[AIM OF THE TASK] Going through the material below, please gather all lines with the word "path" in them.

[DATA PROVIDED]
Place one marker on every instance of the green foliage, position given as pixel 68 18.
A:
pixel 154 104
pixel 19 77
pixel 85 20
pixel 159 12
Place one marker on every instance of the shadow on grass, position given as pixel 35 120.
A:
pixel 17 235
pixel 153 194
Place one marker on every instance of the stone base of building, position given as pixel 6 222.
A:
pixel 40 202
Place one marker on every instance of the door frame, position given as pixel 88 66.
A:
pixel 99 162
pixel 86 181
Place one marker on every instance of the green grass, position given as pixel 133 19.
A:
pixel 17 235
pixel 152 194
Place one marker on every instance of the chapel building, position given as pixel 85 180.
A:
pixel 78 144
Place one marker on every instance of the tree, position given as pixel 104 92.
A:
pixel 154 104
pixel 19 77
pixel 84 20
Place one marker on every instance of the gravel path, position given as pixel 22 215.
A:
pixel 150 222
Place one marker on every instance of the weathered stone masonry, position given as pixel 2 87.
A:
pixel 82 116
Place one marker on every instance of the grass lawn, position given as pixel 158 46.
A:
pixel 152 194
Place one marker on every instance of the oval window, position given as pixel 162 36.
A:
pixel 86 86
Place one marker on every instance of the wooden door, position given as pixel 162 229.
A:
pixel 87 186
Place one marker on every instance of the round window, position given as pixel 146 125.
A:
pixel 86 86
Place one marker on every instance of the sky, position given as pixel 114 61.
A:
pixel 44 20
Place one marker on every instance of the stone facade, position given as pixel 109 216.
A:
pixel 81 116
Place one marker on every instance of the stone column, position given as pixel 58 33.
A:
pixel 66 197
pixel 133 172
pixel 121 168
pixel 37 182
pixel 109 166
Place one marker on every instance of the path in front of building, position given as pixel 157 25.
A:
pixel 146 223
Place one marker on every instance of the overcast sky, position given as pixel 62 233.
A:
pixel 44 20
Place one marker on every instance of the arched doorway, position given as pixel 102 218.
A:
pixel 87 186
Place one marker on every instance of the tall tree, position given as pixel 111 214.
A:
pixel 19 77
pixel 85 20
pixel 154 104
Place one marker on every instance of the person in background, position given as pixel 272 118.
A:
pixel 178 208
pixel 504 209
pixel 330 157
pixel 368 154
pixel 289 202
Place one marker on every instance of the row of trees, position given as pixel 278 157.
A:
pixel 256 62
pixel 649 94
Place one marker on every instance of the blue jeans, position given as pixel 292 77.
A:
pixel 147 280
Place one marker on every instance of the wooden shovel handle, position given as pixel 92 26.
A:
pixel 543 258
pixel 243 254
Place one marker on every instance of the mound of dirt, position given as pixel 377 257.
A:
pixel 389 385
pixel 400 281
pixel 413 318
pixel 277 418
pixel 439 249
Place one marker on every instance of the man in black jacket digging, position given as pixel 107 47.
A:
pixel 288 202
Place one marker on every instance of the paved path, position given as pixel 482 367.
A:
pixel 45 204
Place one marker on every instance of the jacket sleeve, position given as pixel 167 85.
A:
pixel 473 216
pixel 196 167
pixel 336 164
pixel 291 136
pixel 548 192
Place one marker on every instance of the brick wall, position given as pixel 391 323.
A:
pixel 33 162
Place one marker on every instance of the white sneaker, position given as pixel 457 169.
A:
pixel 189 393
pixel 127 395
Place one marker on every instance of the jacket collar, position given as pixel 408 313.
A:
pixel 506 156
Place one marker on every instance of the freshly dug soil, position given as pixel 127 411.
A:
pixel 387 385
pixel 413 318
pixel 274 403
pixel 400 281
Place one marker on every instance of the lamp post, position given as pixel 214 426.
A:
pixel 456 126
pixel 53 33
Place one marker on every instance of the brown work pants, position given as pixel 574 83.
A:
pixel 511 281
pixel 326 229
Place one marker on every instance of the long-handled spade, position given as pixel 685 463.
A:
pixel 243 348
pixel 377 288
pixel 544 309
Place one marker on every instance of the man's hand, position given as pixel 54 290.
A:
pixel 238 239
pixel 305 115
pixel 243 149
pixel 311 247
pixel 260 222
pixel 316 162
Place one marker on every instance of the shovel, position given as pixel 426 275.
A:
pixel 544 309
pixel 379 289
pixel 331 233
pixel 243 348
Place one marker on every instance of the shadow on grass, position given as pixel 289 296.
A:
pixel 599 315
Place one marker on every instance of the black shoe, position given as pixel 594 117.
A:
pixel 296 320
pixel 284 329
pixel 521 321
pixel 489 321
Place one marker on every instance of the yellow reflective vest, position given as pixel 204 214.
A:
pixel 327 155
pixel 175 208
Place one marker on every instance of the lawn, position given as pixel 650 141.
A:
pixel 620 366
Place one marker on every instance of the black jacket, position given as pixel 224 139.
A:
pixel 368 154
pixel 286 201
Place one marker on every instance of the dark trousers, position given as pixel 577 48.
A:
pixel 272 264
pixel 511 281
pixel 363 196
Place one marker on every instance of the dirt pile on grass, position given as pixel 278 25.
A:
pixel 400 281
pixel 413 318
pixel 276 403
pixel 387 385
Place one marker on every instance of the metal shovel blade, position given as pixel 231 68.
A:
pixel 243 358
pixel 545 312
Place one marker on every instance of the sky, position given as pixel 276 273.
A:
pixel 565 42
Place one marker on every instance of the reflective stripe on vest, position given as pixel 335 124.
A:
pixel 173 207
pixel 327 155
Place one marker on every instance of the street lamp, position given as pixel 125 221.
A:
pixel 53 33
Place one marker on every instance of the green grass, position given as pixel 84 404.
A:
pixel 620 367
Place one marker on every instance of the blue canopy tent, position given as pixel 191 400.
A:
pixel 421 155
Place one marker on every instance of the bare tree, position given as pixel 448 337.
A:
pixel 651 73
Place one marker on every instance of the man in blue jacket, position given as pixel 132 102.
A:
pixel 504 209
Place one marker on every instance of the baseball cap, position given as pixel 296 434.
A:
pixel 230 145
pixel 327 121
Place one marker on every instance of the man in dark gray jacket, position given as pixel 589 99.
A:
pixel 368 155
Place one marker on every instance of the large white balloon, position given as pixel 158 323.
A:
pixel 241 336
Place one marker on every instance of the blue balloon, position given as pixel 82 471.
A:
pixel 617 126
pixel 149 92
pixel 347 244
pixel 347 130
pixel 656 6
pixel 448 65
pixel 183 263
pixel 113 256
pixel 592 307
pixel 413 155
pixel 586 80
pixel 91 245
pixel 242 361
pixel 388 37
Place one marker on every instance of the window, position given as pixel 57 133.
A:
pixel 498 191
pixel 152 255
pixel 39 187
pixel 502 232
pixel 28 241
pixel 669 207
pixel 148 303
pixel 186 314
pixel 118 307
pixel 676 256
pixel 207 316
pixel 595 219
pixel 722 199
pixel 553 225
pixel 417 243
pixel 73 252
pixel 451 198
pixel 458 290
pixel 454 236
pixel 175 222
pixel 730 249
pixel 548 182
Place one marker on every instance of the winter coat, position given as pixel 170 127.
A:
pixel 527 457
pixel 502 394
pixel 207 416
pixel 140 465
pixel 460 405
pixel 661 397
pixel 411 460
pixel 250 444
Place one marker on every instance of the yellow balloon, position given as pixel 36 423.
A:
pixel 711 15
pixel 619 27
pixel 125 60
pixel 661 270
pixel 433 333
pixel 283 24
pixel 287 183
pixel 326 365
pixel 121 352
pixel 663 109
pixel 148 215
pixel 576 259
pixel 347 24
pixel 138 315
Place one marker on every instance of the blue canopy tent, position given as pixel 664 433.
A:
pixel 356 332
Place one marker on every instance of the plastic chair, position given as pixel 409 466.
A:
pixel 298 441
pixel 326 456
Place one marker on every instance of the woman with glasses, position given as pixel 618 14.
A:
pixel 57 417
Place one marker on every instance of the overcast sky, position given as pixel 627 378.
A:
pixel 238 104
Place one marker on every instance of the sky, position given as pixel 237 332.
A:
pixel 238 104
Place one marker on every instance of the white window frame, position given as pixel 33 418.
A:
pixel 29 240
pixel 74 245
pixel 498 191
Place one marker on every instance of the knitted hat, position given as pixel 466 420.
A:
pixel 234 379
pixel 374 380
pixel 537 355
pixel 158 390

[RESULT OF THE TASK]
Place one marker on every instance of the gravel path, position given as pixel 22 215.
Place one marker on every instance of the path in front of building, position given as pixel 157 25.
Place one marker on every instance of the paved path, position given as pixel 482 367.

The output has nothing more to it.